MATERIAL:
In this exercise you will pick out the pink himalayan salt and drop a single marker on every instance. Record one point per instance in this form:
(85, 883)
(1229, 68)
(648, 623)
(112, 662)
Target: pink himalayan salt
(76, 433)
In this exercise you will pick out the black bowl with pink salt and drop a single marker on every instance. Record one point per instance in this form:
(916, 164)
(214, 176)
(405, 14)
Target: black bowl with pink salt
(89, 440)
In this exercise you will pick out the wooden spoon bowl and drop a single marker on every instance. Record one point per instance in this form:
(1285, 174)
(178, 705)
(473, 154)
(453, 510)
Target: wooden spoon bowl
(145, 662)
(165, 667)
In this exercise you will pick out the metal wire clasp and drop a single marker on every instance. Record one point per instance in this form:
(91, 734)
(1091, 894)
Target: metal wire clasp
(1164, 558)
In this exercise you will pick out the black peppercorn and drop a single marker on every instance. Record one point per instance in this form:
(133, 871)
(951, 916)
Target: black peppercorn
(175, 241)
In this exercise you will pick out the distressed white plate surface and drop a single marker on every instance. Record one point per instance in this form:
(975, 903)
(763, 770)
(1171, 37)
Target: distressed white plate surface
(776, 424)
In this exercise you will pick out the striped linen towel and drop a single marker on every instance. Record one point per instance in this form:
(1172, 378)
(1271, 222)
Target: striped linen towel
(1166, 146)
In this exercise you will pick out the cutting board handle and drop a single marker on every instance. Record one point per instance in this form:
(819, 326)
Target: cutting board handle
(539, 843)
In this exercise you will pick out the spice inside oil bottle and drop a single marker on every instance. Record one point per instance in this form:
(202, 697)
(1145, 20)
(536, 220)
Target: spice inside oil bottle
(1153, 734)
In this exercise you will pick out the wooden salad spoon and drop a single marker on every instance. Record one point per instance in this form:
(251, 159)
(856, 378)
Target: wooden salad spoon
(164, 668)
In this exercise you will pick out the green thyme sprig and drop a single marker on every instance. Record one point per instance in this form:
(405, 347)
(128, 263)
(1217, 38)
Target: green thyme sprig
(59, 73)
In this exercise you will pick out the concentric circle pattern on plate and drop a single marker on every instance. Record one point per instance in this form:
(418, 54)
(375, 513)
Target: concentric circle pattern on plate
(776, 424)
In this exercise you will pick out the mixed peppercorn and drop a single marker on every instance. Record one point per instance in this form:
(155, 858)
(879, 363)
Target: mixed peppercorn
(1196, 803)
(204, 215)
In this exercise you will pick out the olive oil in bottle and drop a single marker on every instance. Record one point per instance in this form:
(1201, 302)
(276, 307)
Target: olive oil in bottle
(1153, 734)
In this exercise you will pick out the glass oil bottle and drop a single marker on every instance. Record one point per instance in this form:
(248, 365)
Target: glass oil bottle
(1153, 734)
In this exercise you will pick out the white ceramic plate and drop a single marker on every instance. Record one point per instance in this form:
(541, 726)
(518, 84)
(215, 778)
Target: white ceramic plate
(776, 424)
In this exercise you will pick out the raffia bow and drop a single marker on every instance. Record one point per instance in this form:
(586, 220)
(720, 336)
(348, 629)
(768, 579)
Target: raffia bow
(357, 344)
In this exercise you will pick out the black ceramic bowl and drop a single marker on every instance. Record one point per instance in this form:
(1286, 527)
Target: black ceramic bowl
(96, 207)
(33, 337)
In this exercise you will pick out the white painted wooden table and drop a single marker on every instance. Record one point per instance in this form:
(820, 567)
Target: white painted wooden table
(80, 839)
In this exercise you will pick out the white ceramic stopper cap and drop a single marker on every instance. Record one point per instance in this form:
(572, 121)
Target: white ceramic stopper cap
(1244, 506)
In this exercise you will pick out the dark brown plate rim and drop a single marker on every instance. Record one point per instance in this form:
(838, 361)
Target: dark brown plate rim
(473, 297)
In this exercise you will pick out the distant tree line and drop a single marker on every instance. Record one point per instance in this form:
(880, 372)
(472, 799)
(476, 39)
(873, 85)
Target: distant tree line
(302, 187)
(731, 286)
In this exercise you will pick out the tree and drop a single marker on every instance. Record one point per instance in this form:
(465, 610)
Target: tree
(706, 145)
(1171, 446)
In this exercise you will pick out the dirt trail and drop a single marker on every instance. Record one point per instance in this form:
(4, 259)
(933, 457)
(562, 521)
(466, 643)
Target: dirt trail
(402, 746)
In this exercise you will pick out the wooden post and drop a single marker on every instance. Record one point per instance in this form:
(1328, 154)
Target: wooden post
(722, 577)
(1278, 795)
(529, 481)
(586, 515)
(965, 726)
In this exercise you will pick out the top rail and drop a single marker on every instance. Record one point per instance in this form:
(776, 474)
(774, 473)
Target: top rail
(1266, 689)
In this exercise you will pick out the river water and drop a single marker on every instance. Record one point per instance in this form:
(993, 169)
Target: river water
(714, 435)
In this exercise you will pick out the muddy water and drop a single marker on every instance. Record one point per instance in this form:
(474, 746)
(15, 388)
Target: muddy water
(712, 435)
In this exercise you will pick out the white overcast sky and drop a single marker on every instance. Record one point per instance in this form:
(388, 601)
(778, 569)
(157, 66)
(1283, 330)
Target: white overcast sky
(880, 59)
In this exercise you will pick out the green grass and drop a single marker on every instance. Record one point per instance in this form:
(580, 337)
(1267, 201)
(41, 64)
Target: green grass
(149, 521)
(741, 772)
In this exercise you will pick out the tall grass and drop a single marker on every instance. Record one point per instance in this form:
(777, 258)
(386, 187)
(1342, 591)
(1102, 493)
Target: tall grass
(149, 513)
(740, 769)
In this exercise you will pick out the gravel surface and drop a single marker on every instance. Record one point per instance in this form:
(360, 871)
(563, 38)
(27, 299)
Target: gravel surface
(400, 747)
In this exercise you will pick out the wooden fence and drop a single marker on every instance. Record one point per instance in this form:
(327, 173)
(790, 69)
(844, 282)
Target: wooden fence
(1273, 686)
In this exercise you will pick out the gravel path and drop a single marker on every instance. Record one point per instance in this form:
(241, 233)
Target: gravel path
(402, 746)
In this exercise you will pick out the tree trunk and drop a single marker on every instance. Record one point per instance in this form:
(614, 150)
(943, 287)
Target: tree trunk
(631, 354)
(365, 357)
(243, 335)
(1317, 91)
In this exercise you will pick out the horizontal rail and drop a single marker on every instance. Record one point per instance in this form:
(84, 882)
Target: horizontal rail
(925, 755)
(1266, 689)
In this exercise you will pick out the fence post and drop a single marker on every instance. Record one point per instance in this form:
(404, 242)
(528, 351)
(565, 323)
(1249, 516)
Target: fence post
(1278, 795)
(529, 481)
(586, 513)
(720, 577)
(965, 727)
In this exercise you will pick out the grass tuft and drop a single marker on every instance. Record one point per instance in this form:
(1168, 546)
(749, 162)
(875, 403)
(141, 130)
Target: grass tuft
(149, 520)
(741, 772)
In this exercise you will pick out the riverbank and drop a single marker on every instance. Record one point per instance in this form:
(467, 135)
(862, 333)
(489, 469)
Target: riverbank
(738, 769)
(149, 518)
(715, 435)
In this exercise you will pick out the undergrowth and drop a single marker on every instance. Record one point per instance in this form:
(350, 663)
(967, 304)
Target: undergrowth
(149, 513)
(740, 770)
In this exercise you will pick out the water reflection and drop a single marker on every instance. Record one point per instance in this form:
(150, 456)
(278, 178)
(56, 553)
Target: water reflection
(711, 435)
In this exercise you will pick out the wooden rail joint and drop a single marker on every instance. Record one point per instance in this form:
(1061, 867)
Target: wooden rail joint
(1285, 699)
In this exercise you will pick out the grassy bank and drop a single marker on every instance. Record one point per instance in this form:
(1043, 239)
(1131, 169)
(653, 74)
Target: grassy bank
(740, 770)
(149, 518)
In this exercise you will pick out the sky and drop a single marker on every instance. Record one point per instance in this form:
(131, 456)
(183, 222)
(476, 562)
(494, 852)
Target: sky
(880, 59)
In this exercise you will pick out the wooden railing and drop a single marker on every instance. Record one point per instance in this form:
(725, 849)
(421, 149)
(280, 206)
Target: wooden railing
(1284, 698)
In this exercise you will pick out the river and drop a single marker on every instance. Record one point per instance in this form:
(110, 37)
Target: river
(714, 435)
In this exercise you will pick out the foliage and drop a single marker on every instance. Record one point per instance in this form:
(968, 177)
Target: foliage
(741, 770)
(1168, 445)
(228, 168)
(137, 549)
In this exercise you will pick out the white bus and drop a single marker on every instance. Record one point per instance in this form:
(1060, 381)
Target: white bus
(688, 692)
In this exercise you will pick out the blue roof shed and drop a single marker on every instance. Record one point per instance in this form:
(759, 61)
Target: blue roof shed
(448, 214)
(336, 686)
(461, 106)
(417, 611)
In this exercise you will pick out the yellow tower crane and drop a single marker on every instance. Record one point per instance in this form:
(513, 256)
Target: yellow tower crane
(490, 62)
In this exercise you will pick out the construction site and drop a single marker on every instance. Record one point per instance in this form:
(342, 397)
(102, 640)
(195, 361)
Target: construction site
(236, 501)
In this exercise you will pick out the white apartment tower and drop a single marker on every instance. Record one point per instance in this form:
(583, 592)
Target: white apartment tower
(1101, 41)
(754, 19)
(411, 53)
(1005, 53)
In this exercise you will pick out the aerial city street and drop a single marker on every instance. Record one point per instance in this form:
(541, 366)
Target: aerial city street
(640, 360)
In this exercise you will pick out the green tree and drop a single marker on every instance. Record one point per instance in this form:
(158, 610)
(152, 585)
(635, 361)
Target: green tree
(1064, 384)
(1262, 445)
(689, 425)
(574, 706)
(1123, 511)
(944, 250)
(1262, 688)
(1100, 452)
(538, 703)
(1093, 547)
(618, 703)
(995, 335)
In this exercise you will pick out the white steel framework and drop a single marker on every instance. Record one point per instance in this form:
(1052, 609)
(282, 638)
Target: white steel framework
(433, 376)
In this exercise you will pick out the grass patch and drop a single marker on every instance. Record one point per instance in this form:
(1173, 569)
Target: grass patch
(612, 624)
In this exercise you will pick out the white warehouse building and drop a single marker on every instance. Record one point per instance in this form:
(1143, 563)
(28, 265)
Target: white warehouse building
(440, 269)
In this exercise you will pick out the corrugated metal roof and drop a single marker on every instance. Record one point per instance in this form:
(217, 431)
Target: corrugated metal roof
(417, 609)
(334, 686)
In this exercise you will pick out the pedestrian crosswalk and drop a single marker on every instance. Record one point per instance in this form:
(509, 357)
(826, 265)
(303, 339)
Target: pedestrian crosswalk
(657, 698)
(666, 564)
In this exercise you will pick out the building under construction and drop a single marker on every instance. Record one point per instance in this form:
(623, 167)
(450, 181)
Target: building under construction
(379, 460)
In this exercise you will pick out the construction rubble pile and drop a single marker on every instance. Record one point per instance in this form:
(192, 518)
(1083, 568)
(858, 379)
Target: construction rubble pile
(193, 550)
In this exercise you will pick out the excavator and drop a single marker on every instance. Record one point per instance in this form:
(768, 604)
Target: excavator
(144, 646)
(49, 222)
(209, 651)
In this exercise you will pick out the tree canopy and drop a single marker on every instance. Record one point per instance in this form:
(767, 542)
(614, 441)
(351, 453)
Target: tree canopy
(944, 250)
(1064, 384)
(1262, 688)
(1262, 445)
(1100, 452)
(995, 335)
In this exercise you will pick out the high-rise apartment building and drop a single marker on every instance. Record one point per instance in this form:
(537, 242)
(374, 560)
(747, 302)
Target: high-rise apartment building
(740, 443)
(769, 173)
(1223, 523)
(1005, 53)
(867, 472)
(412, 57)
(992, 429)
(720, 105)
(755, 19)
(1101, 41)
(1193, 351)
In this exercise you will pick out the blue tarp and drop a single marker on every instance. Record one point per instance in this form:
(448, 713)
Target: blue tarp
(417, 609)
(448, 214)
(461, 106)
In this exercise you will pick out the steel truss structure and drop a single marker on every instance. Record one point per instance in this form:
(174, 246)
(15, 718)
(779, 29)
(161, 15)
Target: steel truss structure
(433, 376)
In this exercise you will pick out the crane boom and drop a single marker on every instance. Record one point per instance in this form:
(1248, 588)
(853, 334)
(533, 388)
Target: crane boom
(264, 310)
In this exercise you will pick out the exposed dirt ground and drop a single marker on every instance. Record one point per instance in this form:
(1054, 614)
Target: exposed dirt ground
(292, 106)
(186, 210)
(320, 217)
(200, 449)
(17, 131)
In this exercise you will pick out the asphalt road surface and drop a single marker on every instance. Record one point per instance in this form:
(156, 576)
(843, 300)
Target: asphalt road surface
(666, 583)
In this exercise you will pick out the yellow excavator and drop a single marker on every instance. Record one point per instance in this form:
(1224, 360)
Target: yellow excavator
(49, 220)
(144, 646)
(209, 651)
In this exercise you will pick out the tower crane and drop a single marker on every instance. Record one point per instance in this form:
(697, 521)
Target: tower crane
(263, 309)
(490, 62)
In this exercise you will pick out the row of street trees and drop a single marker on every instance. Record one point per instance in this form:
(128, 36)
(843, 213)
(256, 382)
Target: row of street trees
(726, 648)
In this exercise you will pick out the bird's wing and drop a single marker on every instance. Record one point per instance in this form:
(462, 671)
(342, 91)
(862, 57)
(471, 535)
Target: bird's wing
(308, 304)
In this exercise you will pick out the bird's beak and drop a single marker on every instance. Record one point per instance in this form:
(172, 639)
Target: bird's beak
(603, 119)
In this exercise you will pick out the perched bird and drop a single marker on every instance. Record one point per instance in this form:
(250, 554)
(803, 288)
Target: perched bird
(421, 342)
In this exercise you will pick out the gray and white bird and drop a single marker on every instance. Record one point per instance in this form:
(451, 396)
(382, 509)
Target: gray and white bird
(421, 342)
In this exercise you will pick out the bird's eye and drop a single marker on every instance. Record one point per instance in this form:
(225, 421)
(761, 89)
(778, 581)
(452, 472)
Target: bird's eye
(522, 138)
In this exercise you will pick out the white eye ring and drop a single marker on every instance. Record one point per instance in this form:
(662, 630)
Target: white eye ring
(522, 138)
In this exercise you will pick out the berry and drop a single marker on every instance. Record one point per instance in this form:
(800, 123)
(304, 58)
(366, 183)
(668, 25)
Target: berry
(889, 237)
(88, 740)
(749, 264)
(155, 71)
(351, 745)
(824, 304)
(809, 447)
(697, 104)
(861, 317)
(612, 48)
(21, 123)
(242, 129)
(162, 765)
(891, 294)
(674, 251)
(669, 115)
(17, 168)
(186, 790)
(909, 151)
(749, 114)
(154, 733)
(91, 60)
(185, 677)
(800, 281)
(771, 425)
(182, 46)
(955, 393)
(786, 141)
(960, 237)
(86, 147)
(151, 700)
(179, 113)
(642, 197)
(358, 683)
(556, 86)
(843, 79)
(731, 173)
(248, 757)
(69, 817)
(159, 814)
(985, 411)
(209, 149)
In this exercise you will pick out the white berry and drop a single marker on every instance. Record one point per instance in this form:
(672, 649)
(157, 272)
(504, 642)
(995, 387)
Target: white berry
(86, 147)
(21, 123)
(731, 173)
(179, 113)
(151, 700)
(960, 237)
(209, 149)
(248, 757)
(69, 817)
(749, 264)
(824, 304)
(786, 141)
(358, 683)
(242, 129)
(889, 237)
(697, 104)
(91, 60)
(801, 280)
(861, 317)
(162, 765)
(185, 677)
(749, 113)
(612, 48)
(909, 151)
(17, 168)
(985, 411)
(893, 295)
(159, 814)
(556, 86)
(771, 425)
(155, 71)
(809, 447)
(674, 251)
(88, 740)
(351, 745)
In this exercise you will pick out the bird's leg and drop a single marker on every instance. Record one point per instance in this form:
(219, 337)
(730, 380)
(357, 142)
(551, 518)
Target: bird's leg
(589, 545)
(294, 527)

GOAL OF THE EXERCISE: Format the lines from the first line of the listing above through the line containing "(1164, 558)", both included, as a JSON list of strings with one string per line, omitting any blank lines.

EXERCISE RESPONSE:
[
  "In this exercise you will pick out the pink himalayan salt and drop a single marker on every instance. Record one point per instance in this form:",
  "(85, 883)",
  "(1229, 68)",
  "(648, 623)",
  "(112, 662)",
  "Target: pink himalayan salt",
  "(76, 433)",
  "In this exercise you will pick out the black bowl with pink salt and drop a single marker on every instance. Record one point per instance in this form:",
  "(916, 164)",
  "(214, 176)",
  "(405, 14)",
  "Target: black bowl with pink salt",
  "(89, 440)",
  "In this exercise you will pick out the wooden spoon bowl and drop a single marker on every instance. Record one point per instance in this form:",
  "(1285, 174)",
  "(178, 705)",
  "(473, 154)",
  "(453, 510)",
  "Target: wooden spoon bowl",
  "(145, 662)",
  "(165, 667)",
  "In this exercise you will pick out the metal wire clasp and drop a single marker on every instance. Record one point per instance in this form:",
  "(91, 734)",
  "(1091, 894)",
  "Target: metal wire clasp",
  "(1164, 558)"
]